_Exercise_
Copy the part of the MOOC post that begins with the words "Now, like literally" and stops after "Edinburgh through Coursera.", replacing "six-week" with "ten-week".

In praise of the MOOC!
I always enjoy having a topic up my sleeve with which to bore good friends who are sufficiently unwise to ask me what I've been doing with myself! In the last few months, my answer has been that I have been MOOC-ing about!A MOOC is a massive open online course, offered globally to thousands of learners, free of charge, by an academic institution, through one of a growing number of online providers, in my case Futurelearn (linked with the Open University) and Coursera.
I could bore you too with further fact but better to provide links to articles before I get up close and personal;-
https://www.coursera.org/
http://en.wikipedia.org/wiki/Massive_open_online_course
https://www.futurelearn.com/courses
And for an idea of the current clients for MOOCS
http://www.theguardian.com/education/2014/feb/19/moocs-online-universities-recruit-students
If, like me, you are not the typical Moocer, fully employed, degree qualified, a 30+ year old man in a developed or BRICS country, you may wonder whether such a course might be for you. So I am about to
Since I retired in 2010, I have taken several courses at what I call "The Wrinkly Uni": courses of, say, 4 to 10 weeks duration, in subjects linked to Music, Forensic Psychology, Architecture, Art Appreciation, at a nearby university, convenient for the train. I have paid for these courses and they have been of variable quality from dire to brilliant, held in classrooms either sauna-like or baltic, with 10-19 others of similar mind! Additionally, I have taken a very demanding but excellent online course in novel writing from the same uni. My motivation in each case has been to keep learning; to stimulate my brain; to keep me thinking and to take me as far as possible out of my comfort zone.
Now, like literally thousands of other older learners, I have found the MOOC. Before Christmas I studied a six-week Introduction to Philosophy with the University of Edinburgh through Coursera.

_Records provided_
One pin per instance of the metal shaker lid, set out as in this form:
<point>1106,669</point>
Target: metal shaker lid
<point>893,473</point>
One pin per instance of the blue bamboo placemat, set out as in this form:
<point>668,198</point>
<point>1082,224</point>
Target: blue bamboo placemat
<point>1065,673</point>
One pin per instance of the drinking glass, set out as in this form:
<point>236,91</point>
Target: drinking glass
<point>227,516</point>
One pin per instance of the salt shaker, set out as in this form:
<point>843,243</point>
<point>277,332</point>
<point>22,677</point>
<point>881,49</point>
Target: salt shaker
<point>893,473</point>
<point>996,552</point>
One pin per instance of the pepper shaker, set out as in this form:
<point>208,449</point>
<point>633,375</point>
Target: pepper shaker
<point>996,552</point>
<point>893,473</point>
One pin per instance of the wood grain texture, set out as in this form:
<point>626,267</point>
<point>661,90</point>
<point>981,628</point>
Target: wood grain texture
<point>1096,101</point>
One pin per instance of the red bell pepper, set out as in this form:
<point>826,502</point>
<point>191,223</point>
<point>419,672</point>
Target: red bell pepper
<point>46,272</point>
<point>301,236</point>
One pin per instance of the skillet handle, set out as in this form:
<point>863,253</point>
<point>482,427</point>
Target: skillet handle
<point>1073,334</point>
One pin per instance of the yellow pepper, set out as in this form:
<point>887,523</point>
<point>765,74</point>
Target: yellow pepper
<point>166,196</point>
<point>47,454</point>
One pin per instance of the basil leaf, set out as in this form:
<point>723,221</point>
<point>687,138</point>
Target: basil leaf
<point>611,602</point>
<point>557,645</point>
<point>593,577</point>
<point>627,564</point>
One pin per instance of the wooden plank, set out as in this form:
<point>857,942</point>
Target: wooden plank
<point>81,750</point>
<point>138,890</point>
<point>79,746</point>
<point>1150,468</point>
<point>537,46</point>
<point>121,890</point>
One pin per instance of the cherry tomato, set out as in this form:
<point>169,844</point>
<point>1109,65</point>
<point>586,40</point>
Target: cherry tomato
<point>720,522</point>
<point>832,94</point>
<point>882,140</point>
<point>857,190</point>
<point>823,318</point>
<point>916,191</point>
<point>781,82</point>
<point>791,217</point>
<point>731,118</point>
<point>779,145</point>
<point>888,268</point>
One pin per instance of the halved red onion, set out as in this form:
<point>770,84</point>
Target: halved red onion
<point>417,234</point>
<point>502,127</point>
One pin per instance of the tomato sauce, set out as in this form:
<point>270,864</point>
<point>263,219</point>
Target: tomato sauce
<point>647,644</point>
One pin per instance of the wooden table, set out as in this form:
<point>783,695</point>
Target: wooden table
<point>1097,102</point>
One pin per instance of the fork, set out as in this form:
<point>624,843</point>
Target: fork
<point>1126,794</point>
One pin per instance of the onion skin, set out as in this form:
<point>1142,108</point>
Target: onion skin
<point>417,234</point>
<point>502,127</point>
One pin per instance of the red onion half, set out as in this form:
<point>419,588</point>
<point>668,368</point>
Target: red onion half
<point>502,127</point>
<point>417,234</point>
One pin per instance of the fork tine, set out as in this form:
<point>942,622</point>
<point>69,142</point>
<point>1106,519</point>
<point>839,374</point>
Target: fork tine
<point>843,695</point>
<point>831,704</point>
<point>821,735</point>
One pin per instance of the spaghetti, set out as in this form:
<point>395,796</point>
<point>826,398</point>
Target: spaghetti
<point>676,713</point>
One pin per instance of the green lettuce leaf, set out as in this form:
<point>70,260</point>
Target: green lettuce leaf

_The answer_
Now, like literally thousands of other older learners, I have found the MOOC. Before Christmas I studied a ten-week Introduction to Philosophy with the University of Edinburgh through Coursera.